# RECORDS PROVIDED
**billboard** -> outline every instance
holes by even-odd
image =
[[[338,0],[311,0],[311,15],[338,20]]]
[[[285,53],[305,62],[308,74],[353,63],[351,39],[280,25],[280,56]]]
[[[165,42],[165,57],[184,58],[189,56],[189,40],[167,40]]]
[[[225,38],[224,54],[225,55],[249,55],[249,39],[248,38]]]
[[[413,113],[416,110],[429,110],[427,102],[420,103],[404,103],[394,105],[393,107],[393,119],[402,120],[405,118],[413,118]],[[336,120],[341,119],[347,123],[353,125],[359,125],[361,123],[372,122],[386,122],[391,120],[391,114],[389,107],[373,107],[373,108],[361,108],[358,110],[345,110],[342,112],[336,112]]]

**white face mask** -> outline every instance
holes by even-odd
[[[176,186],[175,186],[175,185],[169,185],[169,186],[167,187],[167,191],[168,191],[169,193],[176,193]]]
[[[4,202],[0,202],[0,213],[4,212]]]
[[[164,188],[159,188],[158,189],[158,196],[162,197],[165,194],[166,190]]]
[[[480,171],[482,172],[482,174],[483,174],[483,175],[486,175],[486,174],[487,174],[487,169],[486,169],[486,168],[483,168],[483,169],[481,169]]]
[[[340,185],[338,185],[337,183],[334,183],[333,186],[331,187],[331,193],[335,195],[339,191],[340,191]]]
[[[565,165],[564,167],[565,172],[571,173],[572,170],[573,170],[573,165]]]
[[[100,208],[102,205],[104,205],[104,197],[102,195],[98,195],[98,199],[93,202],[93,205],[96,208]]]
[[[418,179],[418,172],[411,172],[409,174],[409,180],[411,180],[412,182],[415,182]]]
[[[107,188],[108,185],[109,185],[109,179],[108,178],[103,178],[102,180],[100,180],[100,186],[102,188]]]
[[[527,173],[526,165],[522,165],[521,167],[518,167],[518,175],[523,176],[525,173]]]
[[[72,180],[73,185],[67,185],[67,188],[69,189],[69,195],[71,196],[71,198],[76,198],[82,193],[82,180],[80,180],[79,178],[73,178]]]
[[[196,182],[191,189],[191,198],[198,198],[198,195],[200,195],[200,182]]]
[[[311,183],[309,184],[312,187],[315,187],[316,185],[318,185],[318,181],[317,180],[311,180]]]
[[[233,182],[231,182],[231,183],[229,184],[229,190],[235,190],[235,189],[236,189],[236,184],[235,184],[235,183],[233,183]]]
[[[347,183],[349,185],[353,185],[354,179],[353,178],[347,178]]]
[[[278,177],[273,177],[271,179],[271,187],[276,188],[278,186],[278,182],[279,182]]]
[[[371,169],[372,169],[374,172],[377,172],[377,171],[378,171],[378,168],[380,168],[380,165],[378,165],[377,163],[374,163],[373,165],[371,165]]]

# THE TASK
Work out how many lines in the data contain "outline" and state that number with nothing added.

# REPLY TO THE EXERCISE
2